▶ WORK INSTRUCTIONS:
Exact reproduction required: the lines below from the line with "Target: man wearing glasses" to the line with "Target: boy's blonde hair", both ends included, and no others.
Start of SUPPLIED RECORDS
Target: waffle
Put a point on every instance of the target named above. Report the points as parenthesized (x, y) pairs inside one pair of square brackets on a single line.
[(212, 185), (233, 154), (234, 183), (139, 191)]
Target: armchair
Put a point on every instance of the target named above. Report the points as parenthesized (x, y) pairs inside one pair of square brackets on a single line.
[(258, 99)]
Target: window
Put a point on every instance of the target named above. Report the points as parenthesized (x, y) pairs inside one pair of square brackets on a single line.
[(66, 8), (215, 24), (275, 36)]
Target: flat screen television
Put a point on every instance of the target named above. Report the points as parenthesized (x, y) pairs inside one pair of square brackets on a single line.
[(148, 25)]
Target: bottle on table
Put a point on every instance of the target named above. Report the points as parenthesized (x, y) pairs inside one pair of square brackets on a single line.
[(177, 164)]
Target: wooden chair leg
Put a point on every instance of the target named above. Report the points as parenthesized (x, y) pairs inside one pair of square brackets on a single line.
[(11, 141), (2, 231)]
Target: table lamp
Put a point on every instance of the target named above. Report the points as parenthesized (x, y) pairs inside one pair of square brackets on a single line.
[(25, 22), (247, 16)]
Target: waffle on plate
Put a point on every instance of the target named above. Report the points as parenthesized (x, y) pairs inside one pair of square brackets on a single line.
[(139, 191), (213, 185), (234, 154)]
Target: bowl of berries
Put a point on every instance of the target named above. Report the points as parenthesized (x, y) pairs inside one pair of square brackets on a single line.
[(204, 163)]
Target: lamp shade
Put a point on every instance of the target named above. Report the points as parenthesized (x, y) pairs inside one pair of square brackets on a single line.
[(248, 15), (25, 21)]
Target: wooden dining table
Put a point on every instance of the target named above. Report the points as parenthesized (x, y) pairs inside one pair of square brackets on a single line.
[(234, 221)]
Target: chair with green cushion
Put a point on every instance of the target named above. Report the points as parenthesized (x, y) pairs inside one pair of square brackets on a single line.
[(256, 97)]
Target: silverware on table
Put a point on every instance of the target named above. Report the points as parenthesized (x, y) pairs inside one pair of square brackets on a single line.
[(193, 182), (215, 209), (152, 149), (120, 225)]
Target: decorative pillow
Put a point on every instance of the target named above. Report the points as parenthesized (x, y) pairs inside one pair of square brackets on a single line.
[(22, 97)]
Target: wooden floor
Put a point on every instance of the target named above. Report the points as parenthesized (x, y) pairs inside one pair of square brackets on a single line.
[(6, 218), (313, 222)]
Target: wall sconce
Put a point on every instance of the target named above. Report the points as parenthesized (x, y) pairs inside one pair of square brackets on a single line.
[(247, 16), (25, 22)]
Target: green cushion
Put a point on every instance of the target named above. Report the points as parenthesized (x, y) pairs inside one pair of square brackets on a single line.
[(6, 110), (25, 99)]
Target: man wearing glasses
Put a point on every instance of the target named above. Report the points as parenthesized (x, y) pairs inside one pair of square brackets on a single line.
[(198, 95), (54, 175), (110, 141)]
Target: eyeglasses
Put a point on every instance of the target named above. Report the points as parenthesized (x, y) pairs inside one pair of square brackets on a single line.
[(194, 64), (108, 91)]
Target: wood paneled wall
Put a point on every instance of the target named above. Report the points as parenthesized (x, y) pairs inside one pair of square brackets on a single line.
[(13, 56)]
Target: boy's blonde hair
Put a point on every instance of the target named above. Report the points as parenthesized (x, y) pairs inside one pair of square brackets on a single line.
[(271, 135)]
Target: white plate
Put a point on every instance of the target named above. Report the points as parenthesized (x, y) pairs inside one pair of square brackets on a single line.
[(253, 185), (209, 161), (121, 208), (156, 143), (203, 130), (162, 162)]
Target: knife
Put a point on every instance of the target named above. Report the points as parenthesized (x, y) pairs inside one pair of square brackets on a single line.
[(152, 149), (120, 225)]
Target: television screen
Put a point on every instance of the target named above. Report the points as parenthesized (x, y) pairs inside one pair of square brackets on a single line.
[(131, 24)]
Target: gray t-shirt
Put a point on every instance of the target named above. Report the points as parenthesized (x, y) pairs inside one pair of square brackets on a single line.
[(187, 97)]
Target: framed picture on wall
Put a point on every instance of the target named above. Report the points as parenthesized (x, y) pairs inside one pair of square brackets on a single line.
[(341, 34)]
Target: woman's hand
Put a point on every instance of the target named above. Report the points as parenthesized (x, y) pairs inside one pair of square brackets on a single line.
End of SUPPLIED RECORDS
▶ TASK ANSWER:
Target: man wearing glasses
Put a point on every instance of the target named above. Report the points as parenthesized (x, y) pairs inside one pair of square brackets on a single line.
[(198, 95), (54, 175), (110, 141)]
Target: eyeglasses
Put a point on every instance of the target named above. Report the points as parenthesized (x, y) pairs inside one pair of square brackets on a single line.
[(194, 64), (108, 91)]
Target: wood paneled wall
Put a point on every instance of the target named above. Report the points as parenthesized (x, y) pairs inside one pair of square brackets on a single line.
[(13, 56)]
Target: boy's blonde hair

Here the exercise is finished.